┏━━

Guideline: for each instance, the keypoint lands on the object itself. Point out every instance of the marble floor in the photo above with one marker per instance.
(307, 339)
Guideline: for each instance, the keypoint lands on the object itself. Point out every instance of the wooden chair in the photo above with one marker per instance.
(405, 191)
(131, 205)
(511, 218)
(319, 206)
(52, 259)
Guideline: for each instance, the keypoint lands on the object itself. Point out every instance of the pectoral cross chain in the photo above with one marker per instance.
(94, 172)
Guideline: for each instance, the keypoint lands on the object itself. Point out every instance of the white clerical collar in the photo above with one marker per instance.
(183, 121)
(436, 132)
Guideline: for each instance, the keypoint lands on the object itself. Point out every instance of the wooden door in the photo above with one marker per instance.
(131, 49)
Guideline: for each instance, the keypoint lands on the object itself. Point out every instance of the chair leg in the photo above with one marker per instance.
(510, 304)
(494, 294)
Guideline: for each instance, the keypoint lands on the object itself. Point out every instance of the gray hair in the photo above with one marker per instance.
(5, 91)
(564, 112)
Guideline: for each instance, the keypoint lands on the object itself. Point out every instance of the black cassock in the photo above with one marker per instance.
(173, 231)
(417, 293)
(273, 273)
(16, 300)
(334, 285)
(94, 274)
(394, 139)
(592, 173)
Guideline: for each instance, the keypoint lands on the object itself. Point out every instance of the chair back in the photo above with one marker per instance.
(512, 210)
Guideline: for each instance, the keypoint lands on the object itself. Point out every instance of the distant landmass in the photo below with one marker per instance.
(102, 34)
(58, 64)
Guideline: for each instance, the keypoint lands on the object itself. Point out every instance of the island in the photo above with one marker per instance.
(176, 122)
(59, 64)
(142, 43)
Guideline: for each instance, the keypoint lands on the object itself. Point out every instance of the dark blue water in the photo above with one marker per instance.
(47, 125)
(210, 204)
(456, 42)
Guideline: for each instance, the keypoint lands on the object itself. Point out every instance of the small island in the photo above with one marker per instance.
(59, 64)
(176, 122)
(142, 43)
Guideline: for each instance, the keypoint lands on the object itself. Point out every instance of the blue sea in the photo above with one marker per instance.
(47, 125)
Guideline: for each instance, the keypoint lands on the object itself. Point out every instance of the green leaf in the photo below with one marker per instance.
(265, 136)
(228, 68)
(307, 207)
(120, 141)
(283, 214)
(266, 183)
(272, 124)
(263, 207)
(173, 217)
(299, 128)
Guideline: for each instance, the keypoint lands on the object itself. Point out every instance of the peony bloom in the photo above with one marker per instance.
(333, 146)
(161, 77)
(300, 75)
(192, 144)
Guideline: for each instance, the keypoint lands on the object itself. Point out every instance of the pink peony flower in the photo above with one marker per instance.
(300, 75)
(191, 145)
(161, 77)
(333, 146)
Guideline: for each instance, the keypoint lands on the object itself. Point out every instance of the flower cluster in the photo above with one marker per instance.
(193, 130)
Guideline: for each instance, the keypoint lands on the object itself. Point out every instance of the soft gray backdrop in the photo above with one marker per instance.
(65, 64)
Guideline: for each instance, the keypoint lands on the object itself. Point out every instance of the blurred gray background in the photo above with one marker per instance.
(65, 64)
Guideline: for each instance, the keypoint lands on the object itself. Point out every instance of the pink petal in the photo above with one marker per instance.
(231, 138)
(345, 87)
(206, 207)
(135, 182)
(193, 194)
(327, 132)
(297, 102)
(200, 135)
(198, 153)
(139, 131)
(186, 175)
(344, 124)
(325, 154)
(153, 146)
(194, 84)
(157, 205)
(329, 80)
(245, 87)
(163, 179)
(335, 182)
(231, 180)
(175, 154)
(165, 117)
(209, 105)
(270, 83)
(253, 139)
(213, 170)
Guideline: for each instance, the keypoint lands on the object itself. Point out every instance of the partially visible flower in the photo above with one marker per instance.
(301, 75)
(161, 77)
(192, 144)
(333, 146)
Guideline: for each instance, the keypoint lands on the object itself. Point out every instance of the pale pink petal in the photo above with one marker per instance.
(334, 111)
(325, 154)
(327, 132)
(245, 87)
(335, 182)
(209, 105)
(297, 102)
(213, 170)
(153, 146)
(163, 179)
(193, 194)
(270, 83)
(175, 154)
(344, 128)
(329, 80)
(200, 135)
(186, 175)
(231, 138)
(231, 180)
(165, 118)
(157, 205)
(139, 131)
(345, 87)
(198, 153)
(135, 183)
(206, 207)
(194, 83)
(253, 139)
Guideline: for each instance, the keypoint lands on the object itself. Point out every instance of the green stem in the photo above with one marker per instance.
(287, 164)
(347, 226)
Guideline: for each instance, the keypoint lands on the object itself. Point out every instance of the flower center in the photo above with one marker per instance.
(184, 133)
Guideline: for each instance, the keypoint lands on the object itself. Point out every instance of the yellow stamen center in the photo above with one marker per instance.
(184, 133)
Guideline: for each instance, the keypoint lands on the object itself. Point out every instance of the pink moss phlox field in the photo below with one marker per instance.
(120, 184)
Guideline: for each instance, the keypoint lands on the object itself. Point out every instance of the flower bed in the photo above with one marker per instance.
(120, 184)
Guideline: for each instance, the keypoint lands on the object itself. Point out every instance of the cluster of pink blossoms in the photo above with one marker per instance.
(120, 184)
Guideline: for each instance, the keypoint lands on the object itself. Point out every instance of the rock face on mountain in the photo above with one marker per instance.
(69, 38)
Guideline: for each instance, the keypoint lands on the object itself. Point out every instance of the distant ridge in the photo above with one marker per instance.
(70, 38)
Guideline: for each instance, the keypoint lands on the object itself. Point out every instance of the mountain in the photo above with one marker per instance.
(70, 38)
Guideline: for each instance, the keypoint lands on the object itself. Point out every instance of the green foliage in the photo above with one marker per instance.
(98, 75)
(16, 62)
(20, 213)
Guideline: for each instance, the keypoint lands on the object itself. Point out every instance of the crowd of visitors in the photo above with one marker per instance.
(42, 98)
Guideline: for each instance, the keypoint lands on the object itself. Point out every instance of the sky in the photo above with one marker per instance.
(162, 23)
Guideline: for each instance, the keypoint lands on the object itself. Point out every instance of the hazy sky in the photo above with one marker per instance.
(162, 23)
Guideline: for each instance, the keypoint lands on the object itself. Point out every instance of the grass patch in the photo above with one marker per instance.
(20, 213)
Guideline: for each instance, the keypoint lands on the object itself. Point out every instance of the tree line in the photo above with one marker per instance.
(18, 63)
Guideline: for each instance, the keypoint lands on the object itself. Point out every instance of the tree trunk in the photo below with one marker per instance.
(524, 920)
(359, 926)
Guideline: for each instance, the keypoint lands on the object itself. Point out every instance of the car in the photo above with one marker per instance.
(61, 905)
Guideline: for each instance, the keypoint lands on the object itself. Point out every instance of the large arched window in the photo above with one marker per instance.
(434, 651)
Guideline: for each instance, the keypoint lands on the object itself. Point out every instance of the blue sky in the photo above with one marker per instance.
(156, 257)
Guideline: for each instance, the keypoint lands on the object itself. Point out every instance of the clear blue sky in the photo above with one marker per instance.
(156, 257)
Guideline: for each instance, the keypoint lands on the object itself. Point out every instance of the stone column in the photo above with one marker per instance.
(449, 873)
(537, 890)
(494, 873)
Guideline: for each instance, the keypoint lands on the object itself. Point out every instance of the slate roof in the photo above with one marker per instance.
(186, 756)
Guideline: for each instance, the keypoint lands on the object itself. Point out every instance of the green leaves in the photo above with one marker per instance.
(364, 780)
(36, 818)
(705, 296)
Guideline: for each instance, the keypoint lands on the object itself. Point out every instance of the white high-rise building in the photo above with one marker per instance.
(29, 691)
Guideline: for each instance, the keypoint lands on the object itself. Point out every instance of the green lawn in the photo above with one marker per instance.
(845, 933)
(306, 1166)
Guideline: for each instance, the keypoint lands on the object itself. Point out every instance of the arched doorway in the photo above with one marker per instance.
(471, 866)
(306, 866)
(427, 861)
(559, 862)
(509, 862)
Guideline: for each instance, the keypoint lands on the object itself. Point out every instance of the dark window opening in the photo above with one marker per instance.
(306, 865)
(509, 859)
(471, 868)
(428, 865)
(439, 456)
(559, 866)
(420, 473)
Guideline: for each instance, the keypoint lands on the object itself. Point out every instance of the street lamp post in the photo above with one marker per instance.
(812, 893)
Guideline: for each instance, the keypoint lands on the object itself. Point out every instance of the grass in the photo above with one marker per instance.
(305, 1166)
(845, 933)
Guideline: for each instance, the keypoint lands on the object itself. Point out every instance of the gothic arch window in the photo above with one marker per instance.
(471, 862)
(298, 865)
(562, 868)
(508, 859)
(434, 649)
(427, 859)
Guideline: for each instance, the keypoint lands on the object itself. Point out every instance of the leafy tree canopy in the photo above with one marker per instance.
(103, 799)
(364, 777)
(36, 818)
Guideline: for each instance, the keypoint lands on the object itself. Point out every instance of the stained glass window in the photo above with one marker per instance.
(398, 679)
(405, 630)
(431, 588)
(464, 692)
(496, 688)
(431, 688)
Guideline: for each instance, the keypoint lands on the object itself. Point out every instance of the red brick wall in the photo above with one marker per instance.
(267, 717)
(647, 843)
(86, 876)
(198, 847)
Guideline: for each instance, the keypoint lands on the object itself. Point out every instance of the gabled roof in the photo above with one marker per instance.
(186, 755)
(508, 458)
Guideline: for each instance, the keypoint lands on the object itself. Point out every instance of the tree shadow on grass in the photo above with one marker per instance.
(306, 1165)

┗━━

§ **ABOUT THIS EXERCISE**
The line with "the tree shadow" and all lines after it through the end of the data above: write these out exactly and add nothing.

§ **EXERCISE SOLUTION**
Guideline: for each instance, the keypoint lands on the object itself. Point out every instance of the tree shadow on grass in the photo above with one marker per instance.
(306, 1165)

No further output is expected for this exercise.